◆ **ТЕКСТ СТРАНИЦЫ**:
--*--

Вели ли вы активную политическую жизнь до революции на Майдане?
Вообще, по правде сказать, я и сейчас не считаю, что веду активную политическую жизнь. Есть понятие политической жизни, то есть участие в партиях, общественных организациях, конкретные задания четкого социально-политического толка. А есть четкая гражданская позиция писателя-гуманиста, которому просто мешают работать в стране. Каждый раз эта позиция активизируется тогда, когда в стране начинаются притеснения того, что для писателя является ценностью — свободы слова.
Если говорить о моем предыдущем опыте так называемой общественной жизни, то да: я была участником Оранжевой революции. Но мое участие в ней было скорее не социально-политическое, а юношески-эстетическое. Сама акция активизации сознания населения и всплеск свободы имела для меня в том случае некий интернациональный вид, потому что не было задействовано откровенно националистических символов. Для меня это было морально и интеллектуально привлекательным. «По-левацки» привлекательным. Впрочем, считать это неким важным политическим опытом вряд ли приходится.
Уже сознательная гражданская активность (подчеркиваю, гражданская, а не политическая) началась перед Майданом, когда начали принимать законы по ограничению свободы слова, когда начали притеснять средний бизнес, когда начались прослушки наших телефонов и угрозы. Когда я поняла, что вести чисто эстетскую концертную деятельность просто невозможно. Вот что можно считать точкой отсчета в моей сознательной общественной жизни — ранний Майдан, конец 2013 — начало 2014 года. Ранний либеральный студенческий Майдан, пацифистско-гуманистическая идентичность которого — ныне мертвая — для меня в олигархических, военных и авторитарно-радикальных обстоятельствах жизни современной Украины, тем не менее, составляет некую духовную константу. Чтобы сохранить внутреннее ядро своей гражданской позиции, приходится менять какие-то второстепенные ее внешние маркеры (например, переходить от правого либерализма к левому), потому что стремительно меняется окружающий контекст, дискредитация национальной идеи революции и захват власти на ее костях давно стали очевидностью.
Мы все знаем, что изначально на Майдан вышли либералы, которые протестовали против Таможенного Союза, которые поддерживали евроинтеграцию, однако спустя какое-то время появляются красно-черные флаги, лозунги «Украина понад усе» и портреты Бандеры. По сути, все лавры победителей достались националистам. Как думаете, в какой момент либерализм проиграл?
Сейчас у меня нет однозначного ответа, но есть три версии, три модели того, чем был майдан, и время покажет, какая из этих моделей оправдается.
Модель первая, которой придерживаются, как правило, противники Майдана: изначально Майдан был спектаклем, сценически организованным действием, направленным на победу олигархов на базе ультраправых, которые послужили сознательным и бессознательным инструментом (независимо от того, как они сейчас относятся к нынешней власти). Это исключительно темная сторона Майдана, Майдан как фарс от начала и до конца.
Вторая модель: Майдан — это сначала была романтичная махновщина, уличная свободная стихия, сдвиг сознания, спонтанный импровизационный момент, восстание населения против давления, а потом — правый переворот. И тогда Майдан можно разделить на ранний Майдан — либеральный, демократический, интернациональный и поздний — милитаристский, ультраправый, радикальный. Точкой разделения между ними можно считать визуальное появление образа Бандеры на главной площади, это как маркер для глаза, а по факту — переход в боевое наступление на Грушевского.

--*--

◆ **ИСХОДНЫЕ МАТЕРИАЛЫ**:
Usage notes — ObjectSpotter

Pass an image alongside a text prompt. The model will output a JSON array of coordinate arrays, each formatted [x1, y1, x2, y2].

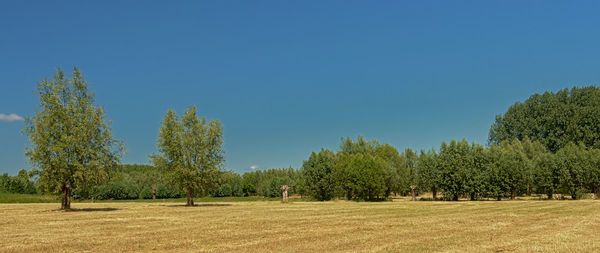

--*--

◆ **ВАША ЗАДАЧА**:
Согласно интервью о Майдане, почему для сохранения внутреннего ядра гражданской позиции приходится менять её второстепенные внешние маркеры? Ответьте в одном–трёх предложениях.

◆ **РЕЗУЛЬТАТ ЗАДАНИЯ**:
Так приходится делать потому, что стремительно меняется окружающий контекст. Дискредитация национальной идеи революции и захват власти на её костях давно стали очевидностью. Примером такой смены маркеров в интервью назван переход от правого либерализма к левому.